##### 提示文 #####

広告画像
2023年 憲法 早稲田大学法科大学院【ロー入試参考答案】
後で読むアイコンブックマーク

2023年 憲法 早稲田大学法科大学院【ロー入試参考答案】

12/28/2024

The Law School Times【ロー入試参考答案】

早稲田大学法科大学院2023年 憲法

作成:The Law School Times編集部

 

憲法

1. 憲法(以下、法名省略)29条1項について

 ⑴ 私は、市長の指定処分が29条1項の財産権を不当に制約するものとして違憲であると主張し指定処分の取消を求めるようXに対して助言する。

  ア 29条1項は、私有財産制のみならず、個人が現に有する具体的な財産上の権利も財産権として保障しており、かかる「財産権の内容は・・・法律で・・・定め」られる(29条2項)ものである。Xは、特定遊歩地域に含まれるXの所有地について、民法206条に基づき自由に「使用」するという具体的な財産権を有していた。

#####

> **取り組む課題**
**1.** 憲法の参考答案のうち「29条1項は、私有財産制のみならず」で始まる段落を、要点を残して箇条書きにまとめてください。
**2.** 憲法の参考答案で、「私」はXに対して何を求めるよう助言していますか。
**3.** 憲法の参考答案を、最後の文の後から書き進めてください。
この後の資料は、上の憲法の参考答案とは関係がありません。

##### 提供資料 #####

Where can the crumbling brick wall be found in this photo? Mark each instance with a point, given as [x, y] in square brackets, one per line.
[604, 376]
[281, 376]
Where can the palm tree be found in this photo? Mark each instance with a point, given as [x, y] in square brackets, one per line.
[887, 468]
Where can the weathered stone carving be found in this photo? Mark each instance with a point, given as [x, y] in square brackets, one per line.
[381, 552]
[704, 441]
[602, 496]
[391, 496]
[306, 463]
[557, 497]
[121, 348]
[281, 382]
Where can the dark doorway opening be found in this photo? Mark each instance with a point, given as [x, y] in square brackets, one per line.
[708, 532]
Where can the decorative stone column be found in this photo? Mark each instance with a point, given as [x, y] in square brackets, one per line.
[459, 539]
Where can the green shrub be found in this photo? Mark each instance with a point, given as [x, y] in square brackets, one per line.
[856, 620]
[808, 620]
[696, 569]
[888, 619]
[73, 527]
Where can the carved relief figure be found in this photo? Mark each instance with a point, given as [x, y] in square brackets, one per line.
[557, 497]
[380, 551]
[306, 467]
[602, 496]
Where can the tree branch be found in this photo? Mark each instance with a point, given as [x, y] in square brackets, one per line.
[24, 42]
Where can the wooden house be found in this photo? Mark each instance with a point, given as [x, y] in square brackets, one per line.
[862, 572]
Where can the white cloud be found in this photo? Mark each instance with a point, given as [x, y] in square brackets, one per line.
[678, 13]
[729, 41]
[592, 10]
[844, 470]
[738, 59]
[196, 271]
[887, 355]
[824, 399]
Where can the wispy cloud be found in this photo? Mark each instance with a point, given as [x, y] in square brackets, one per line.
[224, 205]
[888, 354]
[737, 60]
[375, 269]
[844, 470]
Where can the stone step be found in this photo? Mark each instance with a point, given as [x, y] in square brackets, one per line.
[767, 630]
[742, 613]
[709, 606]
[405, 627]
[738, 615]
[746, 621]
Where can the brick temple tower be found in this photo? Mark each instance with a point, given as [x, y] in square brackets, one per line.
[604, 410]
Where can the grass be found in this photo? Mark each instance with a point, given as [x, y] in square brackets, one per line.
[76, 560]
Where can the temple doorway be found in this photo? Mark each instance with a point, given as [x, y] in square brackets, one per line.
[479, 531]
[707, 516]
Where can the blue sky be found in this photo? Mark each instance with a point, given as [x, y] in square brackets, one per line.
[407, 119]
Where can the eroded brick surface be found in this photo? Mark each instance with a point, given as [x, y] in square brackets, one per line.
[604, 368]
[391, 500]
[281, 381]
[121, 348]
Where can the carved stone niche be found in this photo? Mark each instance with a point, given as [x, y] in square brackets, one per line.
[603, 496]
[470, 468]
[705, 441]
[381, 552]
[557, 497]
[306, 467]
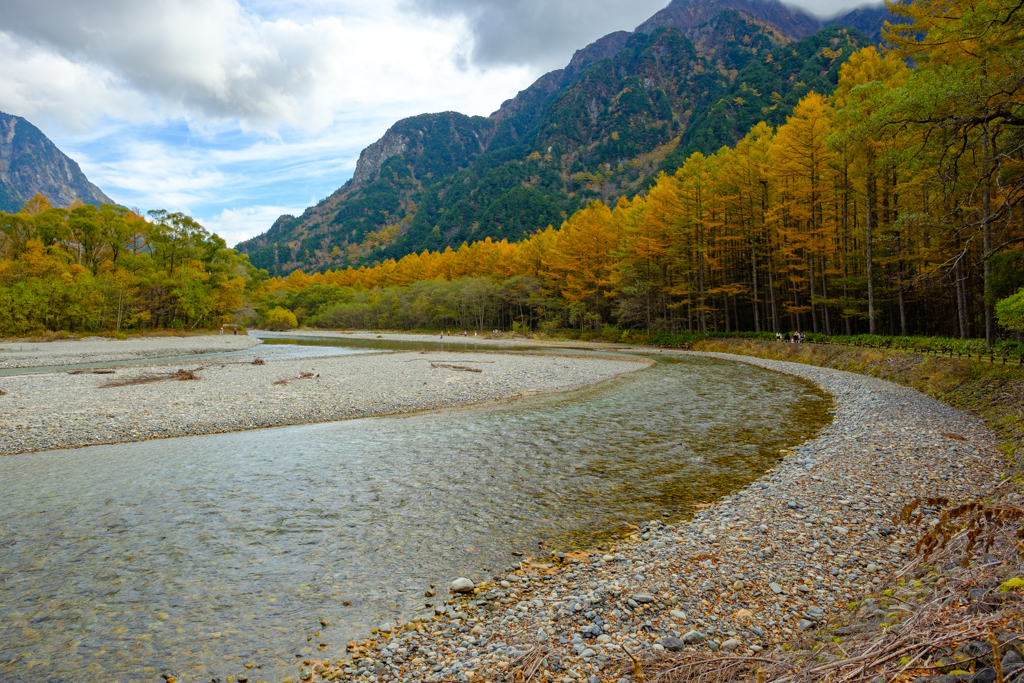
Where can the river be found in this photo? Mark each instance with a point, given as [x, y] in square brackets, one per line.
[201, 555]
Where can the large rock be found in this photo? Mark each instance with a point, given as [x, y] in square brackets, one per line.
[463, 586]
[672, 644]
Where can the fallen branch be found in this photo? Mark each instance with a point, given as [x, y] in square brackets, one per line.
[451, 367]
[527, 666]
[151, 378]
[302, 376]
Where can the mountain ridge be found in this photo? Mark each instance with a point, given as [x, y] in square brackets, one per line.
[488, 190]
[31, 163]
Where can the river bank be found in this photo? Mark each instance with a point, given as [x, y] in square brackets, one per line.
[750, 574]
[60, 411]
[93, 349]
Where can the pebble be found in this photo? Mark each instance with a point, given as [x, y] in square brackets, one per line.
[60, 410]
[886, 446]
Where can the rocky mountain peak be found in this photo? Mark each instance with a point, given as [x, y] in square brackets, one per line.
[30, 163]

#####
##### 提供資料 #####

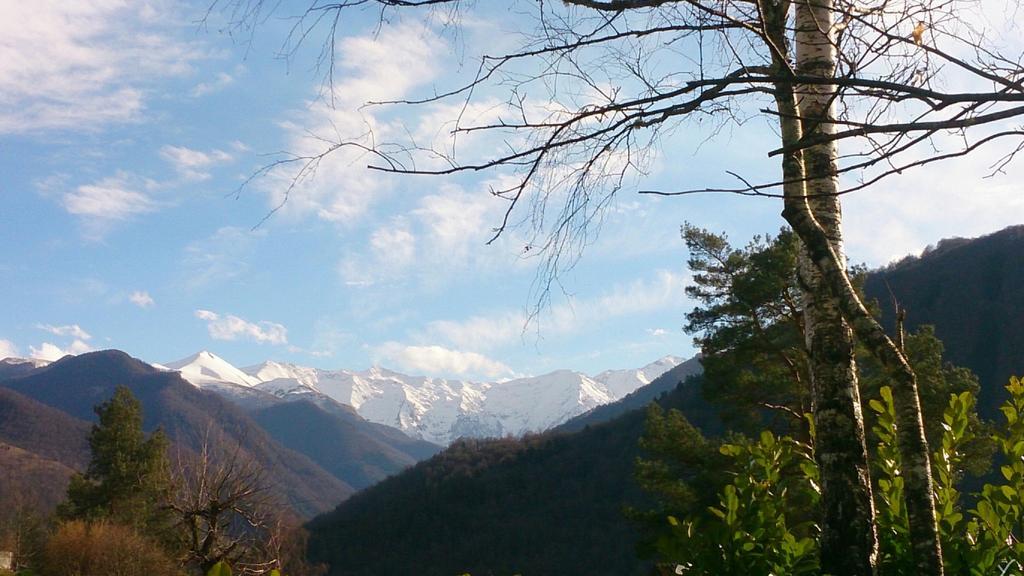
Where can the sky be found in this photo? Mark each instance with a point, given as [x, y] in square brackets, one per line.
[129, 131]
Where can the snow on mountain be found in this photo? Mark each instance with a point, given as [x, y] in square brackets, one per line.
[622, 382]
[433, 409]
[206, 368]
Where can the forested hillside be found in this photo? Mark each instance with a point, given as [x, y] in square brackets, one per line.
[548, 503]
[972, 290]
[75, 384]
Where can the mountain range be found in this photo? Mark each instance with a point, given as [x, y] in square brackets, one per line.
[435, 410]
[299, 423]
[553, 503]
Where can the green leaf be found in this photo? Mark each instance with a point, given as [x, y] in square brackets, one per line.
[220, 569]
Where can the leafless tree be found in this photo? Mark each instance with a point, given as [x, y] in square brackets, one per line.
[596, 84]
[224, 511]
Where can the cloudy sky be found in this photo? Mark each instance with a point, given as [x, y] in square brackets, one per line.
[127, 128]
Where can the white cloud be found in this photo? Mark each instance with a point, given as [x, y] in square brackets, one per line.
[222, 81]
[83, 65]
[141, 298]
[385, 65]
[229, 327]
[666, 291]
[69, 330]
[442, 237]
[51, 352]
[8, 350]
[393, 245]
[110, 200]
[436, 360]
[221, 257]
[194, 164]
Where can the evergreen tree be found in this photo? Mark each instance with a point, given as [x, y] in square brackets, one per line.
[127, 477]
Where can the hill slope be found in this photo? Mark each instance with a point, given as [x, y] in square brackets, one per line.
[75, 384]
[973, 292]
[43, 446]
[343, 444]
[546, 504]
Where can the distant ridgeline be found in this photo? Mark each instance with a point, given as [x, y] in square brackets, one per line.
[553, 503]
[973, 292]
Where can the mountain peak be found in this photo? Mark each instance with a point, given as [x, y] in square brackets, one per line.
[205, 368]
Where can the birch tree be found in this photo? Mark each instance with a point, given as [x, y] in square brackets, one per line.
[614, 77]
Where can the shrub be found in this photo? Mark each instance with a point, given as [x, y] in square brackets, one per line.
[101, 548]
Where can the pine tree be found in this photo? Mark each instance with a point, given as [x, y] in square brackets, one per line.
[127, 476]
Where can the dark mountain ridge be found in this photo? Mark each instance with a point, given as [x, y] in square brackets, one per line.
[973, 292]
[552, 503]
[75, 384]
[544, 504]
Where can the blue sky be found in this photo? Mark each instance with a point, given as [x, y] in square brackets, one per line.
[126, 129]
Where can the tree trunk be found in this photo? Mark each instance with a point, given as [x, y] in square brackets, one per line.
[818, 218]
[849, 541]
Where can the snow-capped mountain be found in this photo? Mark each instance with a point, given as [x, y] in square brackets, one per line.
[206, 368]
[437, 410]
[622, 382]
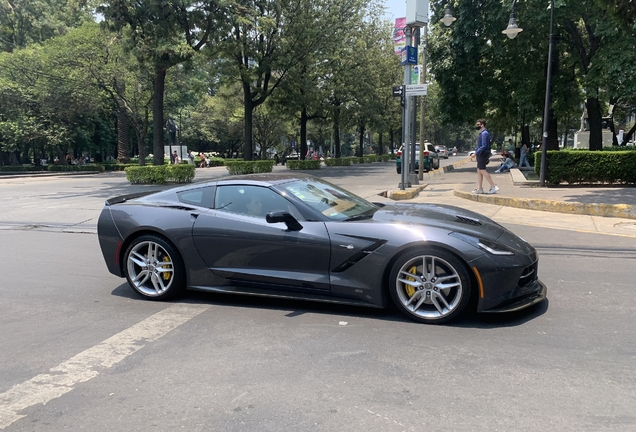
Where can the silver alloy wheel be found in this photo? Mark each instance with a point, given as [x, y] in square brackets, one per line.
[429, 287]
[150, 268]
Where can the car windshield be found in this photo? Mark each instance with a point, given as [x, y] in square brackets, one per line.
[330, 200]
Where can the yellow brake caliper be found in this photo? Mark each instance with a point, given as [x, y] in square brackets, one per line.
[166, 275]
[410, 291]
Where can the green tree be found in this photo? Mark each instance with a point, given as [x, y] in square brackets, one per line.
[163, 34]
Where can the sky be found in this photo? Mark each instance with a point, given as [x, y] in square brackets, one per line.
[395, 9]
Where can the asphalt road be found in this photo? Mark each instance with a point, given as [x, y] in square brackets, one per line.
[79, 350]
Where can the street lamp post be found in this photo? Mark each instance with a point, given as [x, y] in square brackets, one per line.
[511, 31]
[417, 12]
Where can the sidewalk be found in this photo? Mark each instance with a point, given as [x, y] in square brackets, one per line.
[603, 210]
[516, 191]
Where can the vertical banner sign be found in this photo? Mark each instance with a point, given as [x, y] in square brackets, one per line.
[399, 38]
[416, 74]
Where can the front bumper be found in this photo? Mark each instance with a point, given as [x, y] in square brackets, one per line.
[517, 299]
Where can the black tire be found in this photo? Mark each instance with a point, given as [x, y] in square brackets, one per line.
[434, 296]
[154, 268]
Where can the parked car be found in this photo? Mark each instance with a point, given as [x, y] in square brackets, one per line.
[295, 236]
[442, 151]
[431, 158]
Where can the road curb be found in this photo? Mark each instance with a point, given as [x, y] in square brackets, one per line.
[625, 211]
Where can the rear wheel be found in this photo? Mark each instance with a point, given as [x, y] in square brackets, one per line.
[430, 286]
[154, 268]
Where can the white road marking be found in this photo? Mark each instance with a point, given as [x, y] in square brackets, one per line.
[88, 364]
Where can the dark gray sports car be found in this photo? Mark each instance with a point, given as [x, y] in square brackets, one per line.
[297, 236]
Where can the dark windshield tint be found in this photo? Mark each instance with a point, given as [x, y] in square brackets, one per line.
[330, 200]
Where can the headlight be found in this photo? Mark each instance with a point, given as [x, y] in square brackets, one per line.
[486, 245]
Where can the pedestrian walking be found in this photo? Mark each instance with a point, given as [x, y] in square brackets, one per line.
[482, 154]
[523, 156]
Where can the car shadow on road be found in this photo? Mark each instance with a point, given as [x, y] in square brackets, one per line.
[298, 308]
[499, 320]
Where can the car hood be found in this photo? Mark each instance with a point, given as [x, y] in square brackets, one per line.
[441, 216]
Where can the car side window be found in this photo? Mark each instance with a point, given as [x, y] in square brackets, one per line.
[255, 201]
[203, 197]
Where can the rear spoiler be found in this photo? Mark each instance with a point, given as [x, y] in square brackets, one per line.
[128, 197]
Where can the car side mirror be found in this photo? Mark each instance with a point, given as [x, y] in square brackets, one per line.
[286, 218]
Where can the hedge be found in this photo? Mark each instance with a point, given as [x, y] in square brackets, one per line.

#####

> **解答例**
**1.**
- 29条1項は、私有財産制だけでなく、個人が現に有する具体的な財産上の権利も財産権として保障している。
- 財産権の内容は法律で定められる(29条2項)。
- Xは、特定遊歩地域に含まれる自分の所有地を、民法206条に基づいて自由に使用するという具体的な財産権を持っていた。

**2.** 市長の指定処分の取消を求めるよう助言しています。

**3.**
  イ 本件で問題となっているA市観光促進条例(以下、「本件条例」という)は、3条本文. において2条に基づいて指定を受けた特定遊歩地域に含まれる500㎡を超える土地の所有者、管理者は海岸線の水際から10mの土地を通行させることを義務付けている。当該条例は、特定遊歩地域については一般人の通行を甘受することを義務付け、Xが所有地を自由に使用する権利を妨げるものであるから、上記の財産権は制約されている。

  ウ 条例によって財産権を制約すること自体が29条2項に反し違憲であると主張できないか。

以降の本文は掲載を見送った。